(Records from a collection)

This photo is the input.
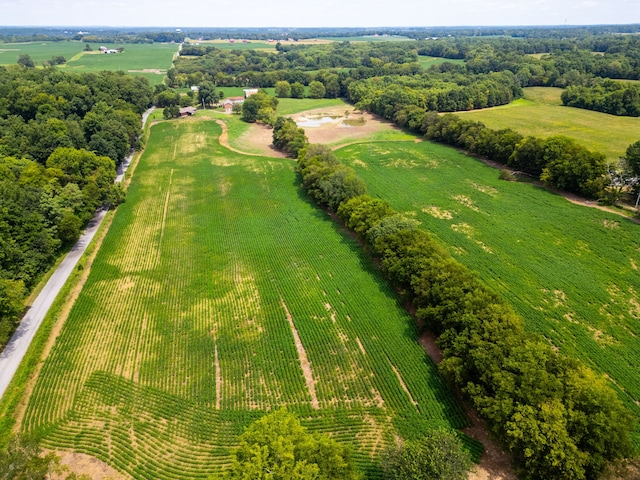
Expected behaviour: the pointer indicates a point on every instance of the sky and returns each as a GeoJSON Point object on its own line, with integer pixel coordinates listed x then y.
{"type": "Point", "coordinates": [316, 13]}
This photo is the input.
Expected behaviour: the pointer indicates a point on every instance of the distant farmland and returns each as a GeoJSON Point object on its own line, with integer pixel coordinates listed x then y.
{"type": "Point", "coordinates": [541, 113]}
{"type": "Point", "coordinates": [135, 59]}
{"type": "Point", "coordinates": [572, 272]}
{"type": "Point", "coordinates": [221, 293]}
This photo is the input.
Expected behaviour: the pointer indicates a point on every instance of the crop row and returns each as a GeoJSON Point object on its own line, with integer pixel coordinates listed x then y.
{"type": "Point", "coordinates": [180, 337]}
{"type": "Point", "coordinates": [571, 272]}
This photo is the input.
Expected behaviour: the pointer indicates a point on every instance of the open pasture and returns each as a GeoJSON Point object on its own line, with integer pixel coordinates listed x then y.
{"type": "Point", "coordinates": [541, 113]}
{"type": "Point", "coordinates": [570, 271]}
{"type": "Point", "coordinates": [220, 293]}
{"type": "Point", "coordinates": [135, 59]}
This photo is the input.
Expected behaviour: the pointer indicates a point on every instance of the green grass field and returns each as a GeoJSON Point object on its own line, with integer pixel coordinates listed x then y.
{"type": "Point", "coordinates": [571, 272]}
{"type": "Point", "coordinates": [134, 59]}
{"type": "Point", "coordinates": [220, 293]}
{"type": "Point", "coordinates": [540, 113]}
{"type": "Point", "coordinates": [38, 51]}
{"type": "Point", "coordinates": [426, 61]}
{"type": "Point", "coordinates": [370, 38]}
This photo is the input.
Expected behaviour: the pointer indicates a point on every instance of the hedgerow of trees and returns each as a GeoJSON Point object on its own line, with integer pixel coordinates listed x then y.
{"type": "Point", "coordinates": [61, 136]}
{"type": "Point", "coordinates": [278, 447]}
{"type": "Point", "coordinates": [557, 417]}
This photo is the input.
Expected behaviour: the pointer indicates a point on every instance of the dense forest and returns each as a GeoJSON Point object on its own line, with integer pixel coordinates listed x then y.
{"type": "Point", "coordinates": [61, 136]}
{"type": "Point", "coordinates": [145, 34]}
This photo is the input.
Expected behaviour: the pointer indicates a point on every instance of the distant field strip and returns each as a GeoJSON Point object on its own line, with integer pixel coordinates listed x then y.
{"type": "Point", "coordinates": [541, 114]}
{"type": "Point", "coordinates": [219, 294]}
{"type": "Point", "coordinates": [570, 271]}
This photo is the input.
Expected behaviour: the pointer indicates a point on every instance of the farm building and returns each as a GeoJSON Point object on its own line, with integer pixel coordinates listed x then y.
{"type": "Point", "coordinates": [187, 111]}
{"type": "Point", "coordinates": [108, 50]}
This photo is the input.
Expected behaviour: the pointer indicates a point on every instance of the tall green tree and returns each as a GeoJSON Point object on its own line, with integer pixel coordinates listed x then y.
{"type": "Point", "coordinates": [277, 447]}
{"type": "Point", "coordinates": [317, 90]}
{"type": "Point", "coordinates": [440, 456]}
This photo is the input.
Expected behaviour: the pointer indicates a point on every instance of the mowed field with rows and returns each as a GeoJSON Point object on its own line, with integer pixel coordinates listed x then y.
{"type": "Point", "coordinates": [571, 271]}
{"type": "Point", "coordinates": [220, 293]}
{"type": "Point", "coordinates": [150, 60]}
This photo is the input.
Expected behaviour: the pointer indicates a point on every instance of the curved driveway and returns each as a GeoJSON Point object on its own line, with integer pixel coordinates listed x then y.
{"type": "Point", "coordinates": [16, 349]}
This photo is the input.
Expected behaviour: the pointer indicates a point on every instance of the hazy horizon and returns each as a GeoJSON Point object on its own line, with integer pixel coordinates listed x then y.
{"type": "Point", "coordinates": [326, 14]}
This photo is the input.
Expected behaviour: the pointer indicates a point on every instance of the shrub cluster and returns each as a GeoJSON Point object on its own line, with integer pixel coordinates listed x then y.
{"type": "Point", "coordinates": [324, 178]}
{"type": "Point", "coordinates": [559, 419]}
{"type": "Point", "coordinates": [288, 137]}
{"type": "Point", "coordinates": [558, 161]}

*EXERCISE DETAILS*
Only the text of the entries above is to be given again, exactly, with the pictures left out.

*TASK OUTPUT*
This photo is the input.
Expected behaviour: the pointer indicates a point on every instance of the sky and returns each as a GeoJSON Point object on its own line, with integer pixel coordinates listed x then y.
{"type": "Point", "coordinates": [316, 13]}
This photo is the input.
Expected behaviour: the pointer indicates a point on every instance of the distant farmland and returns each as a GeoJSON Point object on its own line, with integer pixel coordinates listed x then y.
{"type": "Point", "coordinates": [541, 113]}
{"type": "Point", "coordinates": [135, 59]}
{"type": "Point", "coordinates": [572, 272]}
{"type": "Point", "coordinates": [221, 293]}
This photo is the input.
Expected behaviour: the pointer indicates a point on every instance of the crop row and returns each as a GeoJSON Point object on its own line, with integer pixel coordinates listed x then y.
{"type": "Point", "coordinates": [180, 337]}
{"type": "Point", "coordinates": [571, 272]}
This photo is the input.
Expected behaviour: the pointer indicates a point on every instance of the open pasture and returns each as a GeoJSON Point object on its own line, with integer pixel coordinates listed x then y.
{"type": "Point", "coordinates": [541, 113]}
{"type": "Point", "coordinates": [570, 271]}
{"type": "Point", "coordinates": [220, 293]}
{"type": "Point", "coordinates": [135, 59]}
This photo is the input.
Expected behaviour: the pointer indicates a point on every instance of the green grass field and returns each as a GeoJSON Point object on its own line, with integer pixel coordinates listed x then y.
{"type": "Point", "coordinates": [571, 272]}
{"type": "Point", "coordinates": [134, 59]}
{"type": "Point", "coordinates": [220, 293]}
{"type": "Point", "coordinates": [540, 113]}
{"type": "Point", "coordinates": [38, 51]}
{"type": "Point", "coordinates": [426, 61]}
{"type": "Point", "coordinates": [370, 38]}
This photo is the input.
Expected behaviour: the pointer indicates a point on every instance of the hedgerow of trees and returns each as a GeoJSON Point object on its own line, with integer pixel coordinates listed x then y.
{"type": "Point", "coordinates": [61, 136]}
{"type": "Point", "coordinates": [278, 447]}
{"type": "Point", "coordinates": [557, 417]}
This photo is the input.
Expected behaviour: the pointer indicates a point on every instance of the dense forest and returns each as a GeoJSON Point object on its own line, with integer pixel coordinates listed x then y.
{"type": "Point", "coordinates": [61, 136]}
{"type": "Point", "coordinates": [145, 34]}
This photo is the input.
Expected behaviour: the pointer indicates a point on every instance of the distant field strip and returns each as a GeoJSON Point object on its own line, with integer pixel coordinates listed x then y.
{"type": "Point", "coordinates": [541, 114]}
{"type": "Point", "coordinates": [219, 294]}
{"type": "Point", "coordinates": [570, 271]}
This photo is the input.
Expected behaviour: the pointer indicates a point on every instance of the farm building and returns each as a GeoJSON Point object on its own line, with integer pixel coordinates listed x then y.
{"type": "Point", "coordinates": [187, 111]}
{"type": "Point", "coordinates": [108, 50]}
This photo is the input.
Expected behaviour: the pointer indicates a point on every instance of the tall green tree and returns each as a GeoJSON Point object on its own line, with integer pixel coordinates listed x then y.
{"type": "Point", "coordinates": [277, 447]}
{"type": "Point", "coordinates": [317, 90]}
{"type": "Point", "coordinates": [440, 456]}
This photo is the input.
Expected behaviour: the pointer indicates a point on every instance of the mowed field with rows and returns each as a GeoJSON Point object on its own line, with integer pixel coordinates listed x then y.
{"type": "Point", "coordinates": [571, 271]}
{"type": "Point", "coordinates": [220, 293]}
{"type": "Point", "coordinates": [150, 60]}
This photo is the input.
Expected behaviour: the pointer indicates a point on every instance of the curved driveway and returns each as a GeoJSON Point object on its own line, with integer pixel coordinates listed x then y.
{"type": "Point", "coordinates": [16, 349]}
This photo is the input.
Expected behaviour: the pointer indicates a point on every instance of the hazy horizon and returns each as a GeoJSON Point object on its own line, with integer pixel coordinates listed x then y.
{"type": "Point", "coordinates": [326, 14]}
This photo is the input.
Expected behaviour: the pointer indicates a point on every instance of the shrub cluster and returns each as a GeoJSON Point object on its own line, with integer pixel coordinates listed x then y.
{"type": "Point", "coordinates": [324, 178]}
{"type": "Point", "coordinates": [559, 419]}
{"type": "Point", "coordinates": [288, 137]}
{"type": "Point", "coordinates": [558, 161]}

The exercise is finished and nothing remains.